### Reading passage
My older baby Peek-a-Boo is very sweet natured whereas my Baby is a meany. Peek-a-Boo allows the baby to push her around. However, when she has finally had enough she will nip the babies leg.

I house them seperately, they are out from morning until bedtime. Sometimes, they will hang out in Peek-a-Boo's cage but Baby will not tolerate a visit from Peek-a-Boo in her cage. Otherwise, they are on the condo or stand.

The baby isnt mean to Peek, she just bullies her. I hope Peek gets good and tired of it and puts a stop to it. I see Baby's feather on the very top of her head took a good nip but I say Go Peek! Enough is enough and the Baby takes advantage of Pee-a-Boo's patience.

Let me too say, I NEVER leave them in the same cage without me being right here. I also never shut the door so one can retreat when it has had enough. I do allow them to play together outside of the cage outside of my immediate presence because Peek has full flight (until I can get her clipped).

### Information shown
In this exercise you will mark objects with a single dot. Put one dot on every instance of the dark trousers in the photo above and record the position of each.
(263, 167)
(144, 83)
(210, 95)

### Problems and tasks
1. Copy from the passage about Peek-a-Boo and Baby the stretch from "I house them" through "of Pee-a-Boo's patience.".
2. For each statement, state whether the passage about Peek-a-Boo and Baby agrees with it, answering yes or no and quoting the words of the passage that decide it. (a) Baby allows Peek-a-Boo to visit her cage. (b) The cage door is kept open so that one bird can retreat. (c) Peek-a-Boo currently has full flight.

### Responses to the tasks
1.
I house them seperately, they are out from morning until bedtime. Sometimes, they will hang out in Peek-a-Boo's cage but Baby will not tolerate a visit from Peek-a-Boo in her cage. Otherwise, they are on the condo or stand.

The baby isnt mean to Peek, she just bullies her. I hope Peek gets good and tired of it and puts a stop to it. I see Baby's feather on the very top of her head took a good nip but I say Go Peek! Enough is enough and the Baby takes advantage of Pee-a-Boo's patience.

2.
(a) No: "Baby will not tolerate a visit from Peek-a-Boo in her cage."
(b) Yes: "I also never shut the door so one can retreat when it has had enough."
(c) Yes: "Peek has full flight (until I can get her clipped)."